LE RIFLESSIONI DI FIDEL

 

lE DUE COREE

2a parte

 

            

 

  

 

Il 19 ottobre del 1950 400.000 combattenti volontari cinesi, obbedendo agli ordini di Mao Tze Tung, attraversarono il Yalu ed affrontarono  le truppe degli Stati Uniti che avanzavano verso la frontiera cinese. Le unità nordamericane,

sorprese dall'energica reazione del paese da loro sottovalutato, furono obbligate, sotto la spinta delle forze congiunte cinesi e nordcoreane, a retrocedere fino, più o meno, alla costa meridionale.

Stalin, che era straordinariamente prudente, offerse una cooperazione minore di quella che Mao sperava, anche se era comunque preziosa, dato l'invio d’aerei Mig-15 con piloti sovietici, su un fronte limitato di 98 chilometri, proteggendo durante le fasi iniziali le forze terrestri nella loro coraggiosa avanzata. Pyongyang fu riconquistata e Seúl rioccupata, sfidando l'incessante attacco dell’aviazione degli Stati Uniti, la più potente mai esistita.

> _VOCI RIPORTATE_
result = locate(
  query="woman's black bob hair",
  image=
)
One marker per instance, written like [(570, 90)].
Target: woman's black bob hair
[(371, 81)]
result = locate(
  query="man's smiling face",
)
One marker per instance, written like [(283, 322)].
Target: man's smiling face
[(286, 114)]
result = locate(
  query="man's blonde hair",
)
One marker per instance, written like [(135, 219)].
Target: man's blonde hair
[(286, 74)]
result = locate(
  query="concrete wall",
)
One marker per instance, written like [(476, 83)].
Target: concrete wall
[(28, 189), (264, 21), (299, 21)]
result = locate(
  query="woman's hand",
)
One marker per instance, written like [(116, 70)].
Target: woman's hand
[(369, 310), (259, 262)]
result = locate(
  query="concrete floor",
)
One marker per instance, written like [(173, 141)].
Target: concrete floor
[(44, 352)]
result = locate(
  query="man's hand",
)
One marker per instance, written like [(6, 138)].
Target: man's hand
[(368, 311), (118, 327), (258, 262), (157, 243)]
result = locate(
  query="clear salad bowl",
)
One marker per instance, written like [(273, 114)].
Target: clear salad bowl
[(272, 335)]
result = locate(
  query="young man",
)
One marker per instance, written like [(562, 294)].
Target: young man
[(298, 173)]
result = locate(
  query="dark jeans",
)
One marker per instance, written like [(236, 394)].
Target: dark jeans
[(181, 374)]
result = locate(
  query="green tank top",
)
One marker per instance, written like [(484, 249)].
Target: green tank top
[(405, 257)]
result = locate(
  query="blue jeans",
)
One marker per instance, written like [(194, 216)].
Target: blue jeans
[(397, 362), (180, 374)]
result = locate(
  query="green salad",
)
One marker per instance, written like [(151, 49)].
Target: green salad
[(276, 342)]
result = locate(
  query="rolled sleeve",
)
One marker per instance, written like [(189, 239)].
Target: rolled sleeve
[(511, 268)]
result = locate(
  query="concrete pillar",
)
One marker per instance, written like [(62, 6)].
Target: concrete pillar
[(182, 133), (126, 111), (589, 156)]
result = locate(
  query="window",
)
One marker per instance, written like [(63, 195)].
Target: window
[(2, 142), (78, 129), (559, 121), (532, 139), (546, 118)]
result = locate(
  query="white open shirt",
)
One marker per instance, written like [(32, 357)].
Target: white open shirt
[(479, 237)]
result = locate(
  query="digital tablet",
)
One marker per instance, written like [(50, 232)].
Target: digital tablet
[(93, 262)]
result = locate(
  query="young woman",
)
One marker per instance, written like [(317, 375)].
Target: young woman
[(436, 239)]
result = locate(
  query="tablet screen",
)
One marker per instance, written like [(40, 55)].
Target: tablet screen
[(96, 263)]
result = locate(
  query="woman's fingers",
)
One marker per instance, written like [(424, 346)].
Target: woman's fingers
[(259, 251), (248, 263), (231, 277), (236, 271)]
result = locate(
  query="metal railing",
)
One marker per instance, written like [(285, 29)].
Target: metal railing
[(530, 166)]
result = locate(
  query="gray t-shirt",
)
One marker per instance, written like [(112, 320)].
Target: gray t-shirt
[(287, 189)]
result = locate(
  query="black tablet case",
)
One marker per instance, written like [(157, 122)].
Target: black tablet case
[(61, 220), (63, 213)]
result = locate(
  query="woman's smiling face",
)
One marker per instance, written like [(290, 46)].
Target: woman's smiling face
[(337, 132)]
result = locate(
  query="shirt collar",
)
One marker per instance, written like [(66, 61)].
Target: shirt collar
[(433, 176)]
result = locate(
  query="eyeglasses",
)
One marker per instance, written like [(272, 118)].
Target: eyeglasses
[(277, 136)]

> _CONSEGNA 1_
Per ciascuna delle seguenti affermazioni, indica se concorda con l'estratto e riporta tra virgolette le parole che lo stabiliscono. (a) I volontari cinesi attraversarono il Yalu il 19 ottobre 1950. (b) Stalin offrì a Mao una cooperazione maggiore di quella che questi sperava. (c) Gli aerei Mig-15 operarono su un fronte di 98 chilometri.
> _CONSEGNA 2_
Trascrivi fedelmente dall'estratto il passo che va da «Il 19 ottobre» a «alla costa meridionale.».

> _RISPOSTA SCRITTA 1_
(a) Sì: «Il 19 ottobre del 1950 400.000 combattenti volontari cinesi, obbedendo agli ordini di Mao Tze Tung, attraversarono il Yalu».
(b) No: «offerse una cooperazione minore di quella che Mao sperava».
(c) Sì: «su un fronte limitato di 98 chilometri».

> _RISPOSTA SCRITTA 2_
Il 19 ottobre del 1950 400.000 combattenti volontari cinesi, obbedendo agli ordini di Mao Tze Tung, attraversarono il Yalu ed affrontarono  le truppe degli Stati Uniti che avanzavano verso la frontiera cinese. Le unità nordamericane,

sorprese dall'energica reazione del paese da loro sottovalutato, furono obbligate, sotto la spinta delle forze congiunte cinesi e nordcoreane, a retrocedere fino, più o meno, alla costa meridionale.